Aim of the exercise »
Your response should be the complete set of records, reproduced exactly.

Natural language region descriptions »
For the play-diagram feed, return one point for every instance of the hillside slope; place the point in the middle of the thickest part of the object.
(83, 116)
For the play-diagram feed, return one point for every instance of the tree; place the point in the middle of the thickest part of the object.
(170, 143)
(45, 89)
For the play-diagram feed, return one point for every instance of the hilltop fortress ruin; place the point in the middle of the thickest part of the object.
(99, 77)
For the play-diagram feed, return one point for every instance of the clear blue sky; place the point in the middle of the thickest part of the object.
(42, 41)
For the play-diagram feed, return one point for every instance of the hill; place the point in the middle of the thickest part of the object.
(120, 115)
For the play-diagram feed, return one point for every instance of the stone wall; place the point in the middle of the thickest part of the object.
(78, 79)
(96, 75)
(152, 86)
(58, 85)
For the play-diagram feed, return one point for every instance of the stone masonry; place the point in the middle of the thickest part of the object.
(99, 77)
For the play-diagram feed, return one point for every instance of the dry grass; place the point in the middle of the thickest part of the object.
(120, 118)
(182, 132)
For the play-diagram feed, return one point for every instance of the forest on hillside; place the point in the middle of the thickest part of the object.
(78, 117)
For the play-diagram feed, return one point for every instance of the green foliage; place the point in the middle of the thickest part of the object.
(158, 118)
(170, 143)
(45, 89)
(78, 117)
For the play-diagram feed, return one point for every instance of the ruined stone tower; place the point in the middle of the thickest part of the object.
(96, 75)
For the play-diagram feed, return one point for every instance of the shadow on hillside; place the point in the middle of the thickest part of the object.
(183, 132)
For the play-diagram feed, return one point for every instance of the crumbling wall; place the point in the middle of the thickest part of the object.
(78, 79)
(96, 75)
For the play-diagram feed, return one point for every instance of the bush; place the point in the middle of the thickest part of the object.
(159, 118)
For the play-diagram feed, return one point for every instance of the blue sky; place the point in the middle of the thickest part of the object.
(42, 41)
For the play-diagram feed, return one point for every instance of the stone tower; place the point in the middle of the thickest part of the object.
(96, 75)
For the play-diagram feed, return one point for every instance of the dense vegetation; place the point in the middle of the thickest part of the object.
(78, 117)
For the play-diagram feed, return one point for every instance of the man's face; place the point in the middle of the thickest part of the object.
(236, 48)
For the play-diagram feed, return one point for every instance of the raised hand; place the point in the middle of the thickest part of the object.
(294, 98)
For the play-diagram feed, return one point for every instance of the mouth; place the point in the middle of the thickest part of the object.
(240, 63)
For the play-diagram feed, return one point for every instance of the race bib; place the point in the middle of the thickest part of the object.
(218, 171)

Answer to this task »
For the play-diagram feed, return one point for every instance of the hillside slope; place the point in the middle of the thickest part of the object.
(83, 116)
For the play-diagram feed, return one point for every instance of the tree; place the point in the middle of the thickest part of the object.
(170, 143)
(45, 89)
For the play-diagram feed, return one point for every instance of the hilltop fortress ruin; place the point in the middle of the thickest part of the object.
(99, 77)
For the play-diagram feed, return one point for every instance of the clear blue sky; place the point in the middle of the thickest part of the object.
(42, 41)
For the play-diagram feed, return one point for every instance of the hill; place the point in the middle of the thickest part of the object.
(120, 115)
For the play-diagram feed, return one point for every instance of the stone wall; place the point in the middle of the thickest part of the object.
(78, 79)
(96, 75)
(152, 86)
(58, 85)
For the play-diagram feed, return one point for every instance of the stone masonry; place the point in the middle of the thickest part of the object.
(99, 77)
For the play-diagram feed, return one point for every instance of the dry grass; place the point in the middle of the thickest part of the object.
(120, 118)
(182, 132)
For the play-diagram feed, return one point for every instance of the forest on hillside; place the point in the middle of the thickest part of the object.
(78, 117)
For the play-diagram feed, return one point for every instance of the green foliage; place the point in the middle of the thickest part of the object.
(158, 118)
(170, 143)
(45, 89)
(78, 117)
For the play-diagram feed, return one point for every instance of the ruined stone tower; place the point in the middle of the thickest part of the object.
(96, 75)
For the play-diagram feed, return one point for every instance of the shadow on hillside; place the point in the middle of the thickest part of the object.
(183, 132)
For the play-diagram feed, return one point for every instance of the crumbling wall; place the point in the middle of the thickest part of the object.
(78, 79)
(96, 75)
For the play-diagram feed, return one point for every instance of the bush; place the point in the middle of the thickest part of the object.
(159, 118)
For the play-diagram feed, return one point for every instance of the blue sky; place the point in the middle of the thickest part of the object.
(42, 41)
For the play-diagram feed, return one point for every instance of the stone tower; place the point in the middle of the thickest part of the object.
(96, 75)
For the play-diagram feed, return one point for every instance of the dense vegetation; place the point in the middle of the thickest part of the object.
(78, 117)
For the play-diagram feed, return one point for every instance of the man's face; place the point in the middle of the thickest part of the object.
(236, 48)
For the play-diagram feed, return one point for every instance of the raised hand; place the point in the middle of the thickest part of the object.
(294, 98)
For the play-diagram feed, return one point for every instance of the mouth; place the point in the middle of the thickest part of the object.
(240, 63)
For the play-diagram feed, return one point for every instance of the race bib; place the point in the middle of the thickest part of the object.
(218, 171)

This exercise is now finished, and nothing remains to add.